Trecho:

______________________________

Bots do Telegram são acessados por mais de 400 milhões de usuários no mundo todo, segundo a própria empresa.

O Telegram, um serviço de mensagens criado por um russo em 2013 e com sede atual em Dubai, tem sido alvo de críticas e investigações por conta de sua moderação bastante leniente, inclusive com crimes virtuais.

Em ago.2024, a empresa foi alvo de acusações formais de autoridades francesas, que afirmaram que a plataforma falhou em cooperar com autoridades em investigações sobre a exploração infantil e outros crimes. O fundador e CEO do Telegram, Pavel Durov, inclusive, chegou a ser preso.

Na ocasião, o Telegram prometeu levar mais a sério os casos de abuso sexual infantil online, inclusive colaborando com autoridades para fornecer dados de usuários.

______________________________

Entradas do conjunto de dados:

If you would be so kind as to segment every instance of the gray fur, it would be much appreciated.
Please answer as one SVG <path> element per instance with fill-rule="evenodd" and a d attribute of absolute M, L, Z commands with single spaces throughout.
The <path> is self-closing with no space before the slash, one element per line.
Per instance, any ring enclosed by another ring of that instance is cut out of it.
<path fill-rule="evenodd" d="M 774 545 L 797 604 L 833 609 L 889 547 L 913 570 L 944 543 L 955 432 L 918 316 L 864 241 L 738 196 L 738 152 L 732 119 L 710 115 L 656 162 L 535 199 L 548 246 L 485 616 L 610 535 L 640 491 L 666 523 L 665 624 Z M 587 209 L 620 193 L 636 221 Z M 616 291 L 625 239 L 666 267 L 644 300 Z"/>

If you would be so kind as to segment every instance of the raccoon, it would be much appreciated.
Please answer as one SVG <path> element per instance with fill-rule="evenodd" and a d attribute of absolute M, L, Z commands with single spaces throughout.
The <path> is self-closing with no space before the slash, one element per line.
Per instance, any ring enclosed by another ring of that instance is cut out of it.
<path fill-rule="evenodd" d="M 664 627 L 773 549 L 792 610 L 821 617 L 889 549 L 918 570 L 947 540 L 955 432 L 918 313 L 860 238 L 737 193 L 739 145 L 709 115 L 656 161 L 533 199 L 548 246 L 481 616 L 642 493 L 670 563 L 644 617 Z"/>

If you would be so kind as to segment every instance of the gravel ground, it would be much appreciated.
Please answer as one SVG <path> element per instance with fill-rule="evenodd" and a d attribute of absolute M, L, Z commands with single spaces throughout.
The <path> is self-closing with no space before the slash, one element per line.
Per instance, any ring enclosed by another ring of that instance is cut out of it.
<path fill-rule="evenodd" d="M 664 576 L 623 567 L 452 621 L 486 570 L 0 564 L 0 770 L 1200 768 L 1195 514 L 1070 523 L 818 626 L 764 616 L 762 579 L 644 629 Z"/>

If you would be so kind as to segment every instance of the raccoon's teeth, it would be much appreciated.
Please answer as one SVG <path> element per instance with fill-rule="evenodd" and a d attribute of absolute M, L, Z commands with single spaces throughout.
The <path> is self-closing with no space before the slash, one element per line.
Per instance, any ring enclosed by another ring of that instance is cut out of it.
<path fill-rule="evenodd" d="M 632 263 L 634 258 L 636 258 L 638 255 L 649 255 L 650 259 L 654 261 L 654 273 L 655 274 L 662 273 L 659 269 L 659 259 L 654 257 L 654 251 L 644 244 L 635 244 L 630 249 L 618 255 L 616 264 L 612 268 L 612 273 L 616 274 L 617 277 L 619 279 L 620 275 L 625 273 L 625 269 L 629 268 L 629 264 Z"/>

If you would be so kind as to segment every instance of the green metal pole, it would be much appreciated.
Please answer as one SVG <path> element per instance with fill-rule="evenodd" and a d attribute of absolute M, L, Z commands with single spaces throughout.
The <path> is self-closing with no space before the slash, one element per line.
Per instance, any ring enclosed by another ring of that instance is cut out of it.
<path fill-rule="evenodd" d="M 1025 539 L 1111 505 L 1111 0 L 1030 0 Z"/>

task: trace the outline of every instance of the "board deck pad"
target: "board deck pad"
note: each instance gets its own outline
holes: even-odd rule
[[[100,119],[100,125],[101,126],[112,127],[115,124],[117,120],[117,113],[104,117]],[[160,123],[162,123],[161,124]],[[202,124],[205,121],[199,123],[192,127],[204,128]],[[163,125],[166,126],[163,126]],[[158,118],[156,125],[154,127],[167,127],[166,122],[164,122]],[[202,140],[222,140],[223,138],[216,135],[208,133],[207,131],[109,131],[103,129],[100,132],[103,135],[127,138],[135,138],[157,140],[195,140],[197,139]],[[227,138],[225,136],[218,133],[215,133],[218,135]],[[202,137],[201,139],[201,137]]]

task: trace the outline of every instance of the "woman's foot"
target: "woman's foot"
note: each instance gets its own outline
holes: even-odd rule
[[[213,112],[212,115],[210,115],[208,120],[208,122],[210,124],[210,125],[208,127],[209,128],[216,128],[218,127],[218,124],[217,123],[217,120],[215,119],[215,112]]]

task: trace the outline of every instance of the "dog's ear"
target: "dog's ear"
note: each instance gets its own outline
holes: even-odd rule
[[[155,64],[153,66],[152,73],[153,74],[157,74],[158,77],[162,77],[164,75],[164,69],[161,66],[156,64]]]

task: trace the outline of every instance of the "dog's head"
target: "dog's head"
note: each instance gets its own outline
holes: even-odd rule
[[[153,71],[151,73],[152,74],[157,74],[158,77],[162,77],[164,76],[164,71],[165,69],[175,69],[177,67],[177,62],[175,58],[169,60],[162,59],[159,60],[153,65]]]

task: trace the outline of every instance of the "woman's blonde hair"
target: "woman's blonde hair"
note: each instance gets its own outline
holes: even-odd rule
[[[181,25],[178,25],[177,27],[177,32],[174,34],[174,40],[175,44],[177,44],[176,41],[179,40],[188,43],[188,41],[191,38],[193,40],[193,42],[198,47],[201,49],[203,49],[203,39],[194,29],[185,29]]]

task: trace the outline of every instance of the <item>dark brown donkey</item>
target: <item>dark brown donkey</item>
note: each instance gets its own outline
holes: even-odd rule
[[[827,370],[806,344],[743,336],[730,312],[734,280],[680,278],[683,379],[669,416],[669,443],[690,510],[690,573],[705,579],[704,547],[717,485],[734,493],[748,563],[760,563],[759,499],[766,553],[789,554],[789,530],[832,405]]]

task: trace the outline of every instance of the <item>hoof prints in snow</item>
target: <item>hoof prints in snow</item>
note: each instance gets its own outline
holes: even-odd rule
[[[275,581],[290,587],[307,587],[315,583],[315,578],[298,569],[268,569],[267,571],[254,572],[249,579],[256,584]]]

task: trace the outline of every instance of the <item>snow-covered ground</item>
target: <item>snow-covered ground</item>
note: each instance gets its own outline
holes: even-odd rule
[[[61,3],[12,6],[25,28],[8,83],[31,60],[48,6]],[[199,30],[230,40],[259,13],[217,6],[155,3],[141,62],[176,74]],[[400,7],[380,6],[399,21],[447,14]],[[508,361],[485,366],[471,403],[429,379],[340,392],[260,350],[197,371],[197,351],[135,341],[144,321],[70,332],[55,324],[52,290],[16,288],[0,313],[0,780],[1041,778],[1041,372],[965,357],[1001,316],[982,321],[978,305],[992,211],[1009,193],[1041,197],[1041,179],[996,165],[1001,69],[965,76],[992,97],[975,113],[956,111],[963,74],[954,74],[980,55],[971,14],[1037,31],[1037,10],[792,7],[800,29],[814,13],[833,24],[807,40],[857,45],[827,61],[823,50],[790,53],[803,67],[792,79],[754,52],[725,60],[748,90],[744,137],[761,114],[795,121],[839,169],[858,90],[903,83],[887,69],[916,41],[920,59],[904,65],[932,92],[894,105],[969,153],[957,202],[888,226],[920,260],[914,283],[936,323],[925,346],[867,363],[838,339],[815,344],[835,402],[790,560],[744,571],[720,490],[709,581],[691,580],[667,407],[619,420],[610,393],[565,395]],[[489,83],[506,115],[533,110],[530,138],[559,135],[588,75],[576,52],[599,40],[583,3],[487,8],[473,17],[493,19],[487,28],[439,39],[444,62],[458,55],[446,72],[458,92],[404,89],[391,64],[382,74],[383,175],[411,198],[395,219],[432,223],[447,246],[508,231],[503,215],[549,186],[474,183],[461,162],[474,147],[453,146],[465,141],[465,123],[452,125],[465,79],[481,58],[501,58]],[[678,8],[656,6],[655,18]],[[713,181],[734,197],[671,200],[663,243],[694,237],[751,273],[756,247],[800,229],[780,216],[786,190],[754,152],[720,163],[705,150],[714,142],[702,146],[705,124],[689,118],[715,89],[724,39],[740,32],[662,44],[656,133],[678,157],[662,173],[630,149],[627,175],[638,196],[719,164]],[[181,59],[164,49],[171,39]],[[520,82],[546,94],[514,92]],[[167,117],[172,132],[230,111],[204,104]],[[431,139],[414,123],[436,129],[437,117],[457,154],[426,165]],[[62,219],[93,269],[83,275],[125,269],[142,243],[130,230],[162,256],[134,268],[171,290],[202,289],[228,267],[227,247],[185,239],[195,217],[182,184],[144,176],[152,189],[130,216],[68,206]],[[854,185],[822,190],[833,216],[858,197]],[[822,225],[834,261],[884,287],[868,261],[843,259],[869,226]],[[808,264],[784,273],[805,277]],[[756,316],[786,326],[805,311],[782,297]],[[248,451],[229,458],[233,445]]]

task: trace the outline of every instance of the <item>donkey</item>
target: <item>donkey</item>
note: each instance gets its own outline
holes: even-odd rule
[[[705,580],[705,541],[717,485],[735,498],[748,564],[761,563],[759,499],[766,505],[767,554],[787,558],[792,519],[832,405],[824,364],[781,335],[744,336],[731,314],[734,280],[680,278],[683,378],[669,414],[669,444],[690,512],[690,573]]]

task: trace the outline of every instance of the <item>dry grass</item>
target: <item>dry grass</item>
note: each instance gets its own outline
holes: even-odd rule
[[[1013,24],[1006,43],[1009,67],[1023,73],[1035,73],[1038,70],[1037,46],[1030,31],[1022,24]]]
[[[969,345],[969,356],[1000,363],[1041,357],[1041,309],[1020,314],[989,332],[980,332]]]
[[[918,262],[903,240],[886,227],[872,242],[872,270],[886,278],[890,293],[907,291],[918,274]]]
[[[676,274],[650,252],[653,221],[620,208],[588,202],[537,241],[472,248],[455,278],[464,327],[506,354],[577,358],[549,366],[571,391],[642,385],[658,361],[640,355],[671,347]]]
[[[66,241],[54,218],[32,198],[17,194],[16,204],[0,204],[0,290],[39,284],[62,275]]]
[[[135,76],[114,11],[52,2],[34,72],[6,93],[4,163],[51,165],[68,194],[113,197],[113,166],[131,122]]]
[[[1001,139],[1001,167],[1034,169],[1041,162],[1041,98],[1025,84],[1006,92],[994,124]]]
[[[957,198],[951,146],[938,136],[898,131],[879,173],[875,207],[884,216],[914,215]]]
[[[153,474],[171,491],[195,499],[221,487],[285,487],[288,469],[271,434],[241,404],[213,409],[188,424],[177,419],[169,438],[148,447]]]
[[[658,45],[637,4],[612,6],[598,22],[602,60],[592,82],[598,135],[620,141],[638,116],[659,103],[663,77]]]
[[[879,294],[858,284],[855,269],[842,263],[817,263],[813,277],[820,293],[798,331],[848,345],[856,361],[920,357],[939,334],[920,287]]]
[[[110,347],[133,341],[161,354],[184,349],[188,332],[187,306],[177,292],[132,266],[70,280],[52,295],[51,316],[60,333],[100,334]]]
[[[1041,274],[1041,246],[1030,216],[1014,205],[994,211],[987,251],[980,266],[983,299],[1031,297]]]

______________________________

Atividade A:
De acordo com o trecho sobre o Telegram, onde fica atualmente a sede do serviço?
Atividade B:
Transcreva do trecho sobre o Telegram tudo o que vai de "Em ago.2024, a" até "para fornecer dados de usuários.".

Resposta do exercício A:
Em Dubai.

Resposta do exercício B:
Em ago.2024, a empresa foi alvo de acusações formais de autoridades francesas, que afirmaram que a plataforma falhou em cooperar com autoridades em investigações sobre a exploração infantil e outros crimes. O fundador e CEO do Telegram, Pavel Durov, inclusive, chegou a ser preso.

Na ocasião, o Telegram prometeu levar mais a sério os casos de abuso sexual infantil online, inclusive colaborando com autoridades para fornecer dados de usuários.